***** RECORDS SHOWN *****
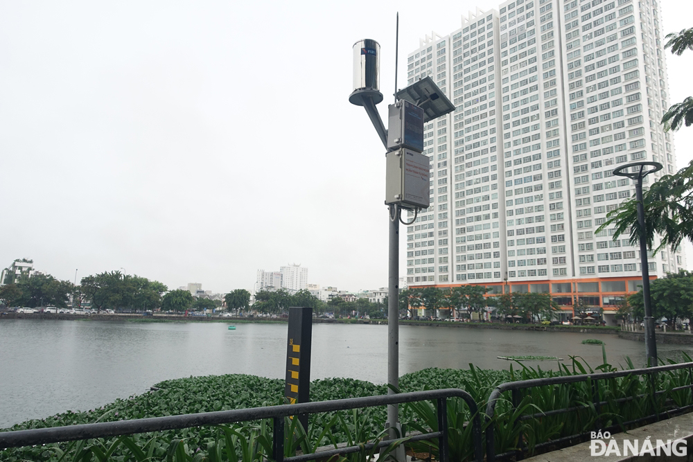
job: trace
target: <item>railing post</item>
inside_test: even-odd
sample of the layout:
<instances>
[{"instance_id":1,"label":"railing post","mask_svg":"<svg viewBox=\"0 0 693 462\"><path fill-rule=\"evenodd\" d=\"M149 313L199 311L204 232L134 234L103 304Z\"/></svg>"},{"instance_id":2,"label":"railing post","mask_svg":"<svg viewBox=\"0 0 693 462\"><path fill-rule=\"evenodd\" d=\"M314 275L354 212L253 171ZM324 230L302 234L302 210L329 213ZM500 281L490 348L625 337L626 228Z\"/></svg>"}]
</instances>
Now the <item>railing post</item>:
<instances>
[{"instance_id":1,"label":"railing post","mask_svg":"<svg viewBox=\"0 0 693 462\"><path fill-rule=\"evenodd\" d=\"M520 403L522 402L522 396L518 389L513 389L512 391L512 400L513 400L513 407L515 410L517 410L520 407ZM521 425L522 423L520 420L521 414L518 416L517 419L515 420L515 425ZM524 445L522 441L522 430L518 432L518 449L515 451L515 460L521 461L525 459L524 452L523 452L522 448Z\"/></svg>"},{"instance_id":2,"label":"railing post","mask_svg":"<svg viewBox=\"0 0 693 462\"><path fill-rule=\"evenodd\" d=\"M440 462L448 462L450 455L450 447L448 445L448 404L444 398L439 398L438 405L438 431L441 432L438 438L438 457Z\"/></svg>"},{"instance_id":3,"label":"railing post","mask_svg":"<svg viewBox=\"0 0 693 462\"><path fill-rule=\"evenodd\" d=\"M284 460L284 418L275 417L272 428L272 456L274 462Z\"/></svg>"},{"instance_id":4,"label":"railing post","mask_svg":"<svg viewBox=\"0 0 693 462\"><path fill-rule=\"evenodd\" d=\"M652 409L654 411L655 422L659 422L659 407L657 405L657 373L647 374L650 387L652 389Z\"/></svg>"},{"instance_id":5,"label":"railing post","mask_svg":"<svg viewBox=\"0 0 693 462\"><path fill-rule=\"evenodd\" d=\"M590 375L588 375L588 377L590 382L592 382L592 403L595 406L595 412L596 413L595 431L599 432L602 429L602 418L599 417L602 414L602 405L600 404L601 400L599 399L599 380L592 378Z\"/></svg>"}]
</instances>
*****
***** RECORDS SHOWN *****
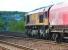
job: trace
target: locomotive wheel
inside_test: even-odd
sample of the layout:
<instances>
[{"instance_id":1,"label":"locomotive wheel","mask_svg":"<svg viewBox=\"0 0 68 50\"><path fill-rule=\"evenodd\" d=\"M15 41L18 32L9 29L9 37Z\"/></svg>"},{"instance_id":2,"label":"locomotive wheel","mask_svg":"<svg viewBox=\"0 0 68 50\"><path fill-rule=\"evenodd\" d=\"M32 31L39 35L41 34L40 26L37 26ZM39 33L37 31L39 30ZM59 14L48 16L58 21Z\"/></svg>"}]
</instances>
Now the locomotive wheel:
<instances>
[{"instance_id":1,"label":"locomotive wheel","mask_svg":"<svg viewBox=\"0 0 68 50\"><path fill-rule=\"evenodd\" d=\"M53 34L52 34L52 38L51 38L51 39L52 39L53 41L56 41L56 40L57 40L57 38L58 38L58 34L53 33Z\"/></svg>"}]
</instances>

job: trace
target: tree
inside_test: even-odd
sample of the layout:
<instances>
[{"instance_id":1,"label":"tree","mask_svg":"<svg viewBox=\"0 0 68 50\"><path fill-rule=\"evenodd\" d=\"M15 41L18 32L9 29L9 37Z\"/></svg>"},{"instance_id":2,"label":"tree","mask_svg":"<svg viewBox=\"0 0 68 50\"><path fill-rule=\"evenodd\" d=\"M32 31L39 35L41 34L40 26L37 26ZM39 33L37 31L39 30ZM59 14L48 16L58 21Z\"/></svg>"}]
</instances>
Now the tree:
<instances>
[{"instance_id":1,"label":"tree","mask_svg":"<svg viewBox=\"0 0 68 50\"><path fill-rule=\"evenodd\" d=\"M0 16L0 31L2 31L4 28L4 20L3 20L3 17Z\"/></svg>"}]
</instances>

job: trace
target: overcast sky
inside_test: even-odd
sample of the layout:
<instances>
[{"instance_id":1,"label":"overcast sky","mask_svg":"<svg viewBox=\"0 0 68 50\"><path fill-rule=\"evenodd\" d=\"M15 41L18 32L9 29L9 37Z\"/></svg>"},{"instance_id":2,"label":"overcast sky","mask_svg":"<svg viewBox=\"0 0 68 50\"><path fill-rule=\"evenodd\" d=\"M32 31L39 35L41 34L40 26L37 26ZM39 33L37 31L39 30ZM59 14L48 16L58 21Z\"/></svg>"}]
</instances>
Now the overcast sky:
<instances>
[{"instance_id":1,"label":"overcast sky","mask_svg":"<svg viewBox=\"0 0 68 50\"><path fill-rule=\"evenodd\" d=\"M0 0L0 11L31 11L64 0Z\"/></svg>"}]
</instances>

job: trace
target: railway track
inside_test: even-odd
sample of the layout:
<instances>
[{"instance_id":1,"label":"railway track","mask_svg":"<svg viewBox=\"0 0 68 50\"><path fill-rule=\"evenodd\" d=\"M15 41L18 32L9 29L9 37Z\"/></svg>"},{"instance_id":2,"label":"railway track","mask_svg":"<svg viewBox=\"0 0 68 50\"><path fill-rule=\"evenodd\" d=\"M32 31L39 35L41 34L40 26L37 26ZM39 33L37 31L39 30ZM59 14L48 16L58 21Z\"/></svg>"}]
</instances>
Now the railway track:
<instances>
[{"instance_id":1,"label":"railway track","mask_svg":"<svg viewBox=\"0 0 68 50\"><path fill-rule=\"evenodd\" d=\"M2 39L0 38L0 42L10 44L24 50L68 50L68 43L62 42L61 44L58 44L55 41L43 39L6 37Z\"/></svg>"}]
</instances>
*****
***** RECORDS SHOWN *****
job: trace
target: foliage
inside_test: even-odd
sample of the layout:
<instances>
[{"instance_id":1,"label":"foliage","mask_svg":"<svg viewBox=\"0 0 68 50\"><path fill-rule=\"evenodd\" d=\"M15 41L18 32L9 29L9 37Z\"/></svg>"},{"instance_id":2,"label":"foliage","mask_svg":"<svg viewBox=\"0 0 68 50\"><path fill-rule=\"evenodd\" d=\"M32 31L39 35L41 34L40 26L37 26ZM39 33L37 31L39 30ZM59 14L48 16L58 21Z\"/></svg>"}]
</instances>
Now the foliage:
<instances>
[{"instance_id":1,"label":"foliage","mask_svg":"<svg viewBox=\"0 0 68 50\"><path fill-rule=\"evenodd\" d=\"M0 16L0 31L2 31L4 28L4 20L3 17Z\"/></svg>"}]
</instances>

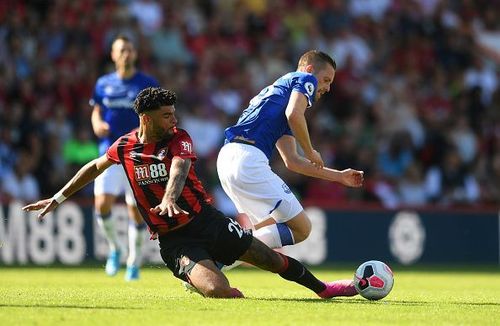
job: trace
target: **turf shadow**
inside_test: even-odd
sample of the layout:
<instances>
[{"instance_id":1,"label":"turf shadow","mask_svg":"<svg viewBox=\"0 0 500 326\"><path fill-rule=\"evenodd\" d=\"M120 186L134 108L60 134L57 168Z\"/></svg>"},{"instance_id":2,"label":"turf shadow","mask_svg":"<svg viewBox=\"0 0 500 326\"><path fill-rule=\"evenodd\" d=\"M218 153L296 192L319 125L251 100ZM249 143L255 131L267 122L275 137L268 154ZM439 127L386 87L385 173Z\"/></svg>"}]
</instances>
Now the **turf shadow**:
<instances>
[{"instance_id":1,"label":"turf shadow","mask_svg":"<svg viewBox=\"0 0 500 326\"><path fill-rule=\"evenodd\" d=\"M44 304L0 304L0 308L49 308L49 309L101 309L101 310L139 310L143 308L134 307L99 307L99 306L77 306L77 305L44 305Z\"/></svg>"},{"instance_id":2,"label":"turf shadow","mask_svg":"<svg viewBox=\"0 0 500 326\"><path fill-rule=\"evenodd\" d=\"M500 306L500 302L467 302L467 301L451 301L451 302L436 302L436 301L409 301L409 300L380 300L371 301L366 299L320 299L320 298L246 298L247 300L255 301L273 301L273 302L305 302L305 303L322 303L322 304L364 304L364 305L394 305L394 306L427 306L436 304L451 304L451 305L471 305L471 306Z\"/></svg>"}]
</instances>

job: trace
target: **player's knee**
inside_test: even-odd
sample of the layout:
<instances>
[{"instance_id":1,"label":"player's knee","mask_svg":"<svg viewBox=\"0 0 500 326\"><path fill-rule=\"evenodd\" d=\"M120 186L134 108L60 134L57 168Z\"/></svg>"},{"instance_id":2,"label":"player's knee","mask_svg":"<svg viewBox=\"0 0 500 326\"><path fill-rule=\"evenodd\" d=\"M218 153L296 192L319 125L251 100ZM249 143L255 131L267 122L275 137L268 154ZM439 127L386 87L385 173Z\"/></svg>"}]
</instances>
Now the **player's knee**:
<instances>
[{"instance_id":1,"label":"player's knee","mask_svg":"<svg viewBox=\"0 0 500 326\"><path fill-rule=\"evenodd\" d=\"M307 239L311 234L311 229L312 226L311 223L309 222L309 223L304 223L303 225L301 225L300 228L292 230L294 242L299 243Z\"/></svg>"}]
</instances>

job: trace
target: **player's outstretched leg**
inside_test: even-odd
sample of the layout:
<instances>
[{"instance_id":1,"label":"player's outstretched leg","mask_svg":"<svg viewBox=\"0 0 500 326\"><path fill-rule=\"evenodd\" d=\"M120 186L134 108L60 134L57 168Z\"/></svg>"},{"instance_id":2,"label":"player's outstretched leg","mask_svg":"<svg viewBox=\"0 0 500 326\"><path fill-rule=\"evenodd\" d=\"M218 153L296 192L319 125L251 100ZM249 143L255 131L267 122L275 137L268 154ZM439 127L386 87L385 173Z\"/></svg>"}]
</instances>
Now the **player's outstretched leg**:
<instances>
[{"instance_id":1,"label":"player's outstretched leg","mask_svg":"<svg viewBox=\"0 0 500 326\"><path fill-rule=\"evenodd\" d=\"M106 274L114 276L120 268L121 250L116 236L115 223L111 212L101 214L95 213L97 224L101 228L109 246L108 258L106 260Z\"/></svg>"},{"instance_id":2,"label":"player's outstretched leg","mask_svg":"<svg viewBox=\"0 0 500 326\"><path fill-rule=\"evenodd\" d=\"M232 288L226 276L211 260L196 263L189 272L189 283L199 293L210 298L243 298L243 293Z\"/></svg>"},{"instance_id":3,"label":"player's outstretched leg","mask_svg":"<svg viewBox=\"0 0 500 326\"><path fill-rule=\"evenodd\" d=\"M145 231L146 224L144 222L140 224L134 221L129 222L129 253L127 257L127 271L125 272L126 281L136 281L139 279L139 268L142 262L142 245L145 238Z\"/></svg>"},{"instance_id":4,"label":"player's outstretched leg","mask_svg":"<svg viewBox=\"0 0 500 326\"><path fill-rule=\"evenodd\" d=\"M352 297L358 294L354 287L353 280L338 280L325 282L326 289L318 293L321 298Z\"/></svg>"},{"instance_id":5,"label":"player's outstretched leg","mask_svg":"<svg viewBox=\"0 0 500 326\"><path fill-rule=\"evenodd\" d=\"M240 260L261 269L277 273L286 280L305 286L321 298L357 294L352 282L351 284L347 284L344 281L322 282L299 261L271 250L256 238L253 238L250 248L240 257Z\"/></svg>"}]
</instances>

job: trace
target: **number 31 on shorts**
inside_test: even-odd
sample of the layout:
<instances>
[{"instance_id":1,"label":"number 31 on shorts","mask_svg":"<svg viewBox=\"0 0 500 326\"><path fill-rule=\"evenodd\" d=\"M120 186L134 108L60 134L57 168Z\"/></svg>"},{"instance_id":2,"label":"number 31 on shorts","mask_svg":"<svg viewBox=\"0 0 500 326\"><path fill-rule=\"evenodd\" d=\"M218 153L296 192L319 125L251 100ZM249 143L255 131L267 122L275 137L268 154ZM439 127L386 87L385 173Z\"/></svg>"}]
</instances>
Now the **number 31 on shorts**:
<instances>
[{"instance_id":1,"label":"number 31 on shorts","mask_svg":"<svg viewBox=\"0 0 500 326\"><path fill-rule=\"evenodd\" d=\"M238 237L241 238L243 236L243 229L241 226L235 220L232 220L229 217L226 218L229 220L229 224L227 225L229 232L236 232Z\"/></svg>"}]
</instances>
*****
(REQUIREMENT)
How many lines above contain the string "item"? Treat case as significant, and reply with the number alone.

(ANSWER FOR THIS EXERCISE)
2